··· GIVEN RECORDS ···

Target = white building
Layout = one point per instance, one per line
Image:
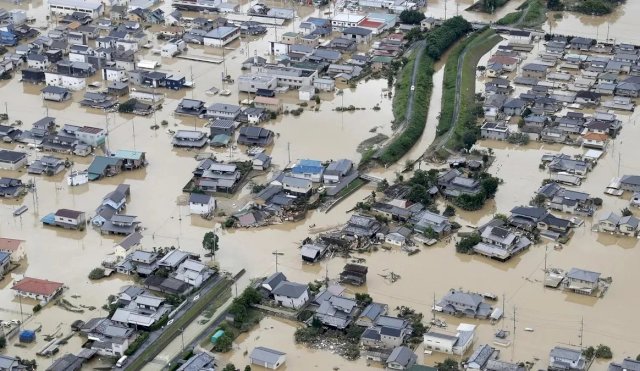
(344, 20)
(65, 81)
(200, 204)
(221, 36)
(251, 83)
(92, 7)
(457, 344)
(291, 294)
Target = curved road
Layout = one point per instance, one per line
(418, 47)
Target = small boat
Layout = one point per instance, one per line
(21, 210)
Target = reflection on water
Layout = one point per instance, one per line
(68, 256)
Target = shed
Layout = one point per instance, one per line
(268, 358)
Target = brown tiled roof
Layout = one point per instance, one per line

···

TASK OBJECTIVE
Copy out every one of the records above, line for line, leaving out the picture.

COMPLETE ANSWER
Target = white building
Layout = one point per instance, one per line
Image:
(344, 20)
(65, 81)
(200, 204)
(221, 36)
(251, 83)
(92, 7)
(457, 344)
(291, 294)
Target = curved road
Layout = one point per instance, one per line
(418, 47)
Target = small boat
Layout = one point per instance, one per line
(21, 210)
Target = reflection on water
Layout = one point per instance, one per line
(68, 256)
Target = shed
Layout = one point per instance, one per line
(268, 358)
Target = brown tiled roof
Layout = one point per instance, one per line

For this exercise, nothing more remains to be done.